## START Records

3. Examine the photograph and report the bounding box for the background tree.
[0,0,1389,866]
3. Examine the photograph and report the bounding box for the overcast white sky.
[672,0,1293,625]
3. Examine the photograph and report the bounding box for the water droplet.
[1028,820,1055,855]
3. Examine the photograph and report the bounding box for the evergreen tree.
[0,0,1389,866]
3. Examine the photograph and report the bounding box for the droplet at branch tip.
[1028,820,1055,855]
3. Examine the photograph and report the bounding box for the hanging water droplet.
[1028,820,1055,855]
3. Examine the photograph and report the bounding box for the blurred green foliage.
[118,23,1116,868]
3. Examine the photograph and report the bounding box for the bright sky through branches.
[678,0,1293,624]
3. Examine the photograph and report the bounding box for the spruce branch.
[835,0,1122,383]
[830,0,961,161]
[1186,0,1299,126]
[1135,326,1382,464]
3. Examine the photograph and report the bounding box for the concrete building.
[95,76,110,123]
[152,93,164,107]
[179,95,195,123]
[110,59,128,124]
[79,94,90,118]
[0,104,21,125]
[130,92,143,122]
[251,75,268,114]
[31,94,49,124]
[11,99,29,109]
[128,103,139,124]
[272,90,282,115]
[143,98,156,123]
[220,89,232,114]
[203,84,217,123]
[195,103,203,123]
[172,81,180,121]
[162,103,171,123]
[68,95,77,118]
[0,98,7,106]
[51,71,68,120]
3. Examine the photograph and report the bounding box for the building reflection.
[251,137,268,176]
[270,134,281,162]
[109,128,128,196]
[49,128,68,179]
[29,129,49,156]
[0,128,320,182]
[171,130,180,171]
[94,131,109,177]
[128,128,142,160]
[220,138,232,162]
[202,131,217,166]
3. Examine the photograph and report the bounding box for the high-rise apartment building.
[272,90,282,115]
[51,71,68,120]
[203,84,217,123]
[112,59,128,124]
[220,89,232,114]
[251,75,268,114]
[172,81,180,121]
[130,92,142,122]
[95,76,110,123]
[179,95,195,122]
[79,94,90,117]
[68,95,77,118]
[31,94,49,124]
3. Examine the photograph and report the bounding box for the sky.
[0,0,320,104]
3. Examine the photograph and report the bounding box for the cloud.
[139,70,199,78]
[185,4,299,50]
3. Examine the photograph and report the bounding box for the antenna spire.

## END Records

* Given task: Write out all of the lines above, reproducing each one word for word.

* The output:
3. Examine the photograph and report the bounding box for the background tree.
[0,0,1389,866]
3. Examine the photograph and report the bounding box for the overcast white sky.
[672,0,1293,625]
3. Examine the photograph and report the bounding box for the water droplet.
[1028,820,1055,855]
3. Examine the photograph and report the bounding box for the evergreen tree.
[0,0,1389,866]
3. Examine the photograph and report the bounding box for the droplet at branch tip.
[1028,820,1055,855]
3. Examine the photograph and report the bounding box for the hanging water droplet.
[1028,820,1055,855]
3. Examine the photograph and report the bounding box for the blurred green foliage.
[118,23,1116,868]
3. Examine the photograph and report the bounding box for the bright sky through branches.
[678,0,1293,624]
3. Examine the photograph and report the bounding box for the spruce branch.
[835,0,1122,383]
[830,0,961,161]
[1186,0,1299,126]
[1135,326,1382,464]
3. Examine the photograph and report the bounding box for the concrete building.
[95,76,110,123]
[152,93,164,107]
[179,95,195,123]
[110,59,128,124]
[79,94,90,118]
[0,104,21,125]
[130,92,143,122]
[251,75,268,114]
[31,94,49,124]
[11,99,29,109]
[128,103,139,124]
[272,90,282,115]
[143,98,156,123]
[220,89,232,114]
[203,84,217,123]
[195,103,203,123]
[172,81,180,121]
[162,103,171,123]
[68,95,77,118]
[0,98,7,106]
[51,71,68,120]
3. Examine the photograph and report the bounding box for the building reflection.
[251,137,268,176]
[270,134,281,162]
[109,128,128,196]
[49,128,68,179]
[29,129,49,156]
[0,128,320,182]
[171,130,180,171]
[94,131,109,177]
[128,128,142,160]
[220,138,232,162]
[202,131,217,166]
3. Examine the photograph and report the bounding box for the high-rise apartment building.
[272,90,282,115]
[51,71,68,120]
[203,84,217,123]
[112,59,128,124]
[220,89,232,114]
[251,75,268,114]
[172,81,180,121]
[130,92,142,122]
[95,76,110,123]
[179,95,195,122]
[79,94,90,117]
[68,95,77,118]
[31,94,49,124]
3. Examine the photograph and report the bounding box for the sky.
[0,0,320,104]
3. Examine the photograph and report the bounding box for the cloud.
[139,70,199,78]
[185,4,299,50]
3. Examine the photograph and report the bounding box for the antenna spire.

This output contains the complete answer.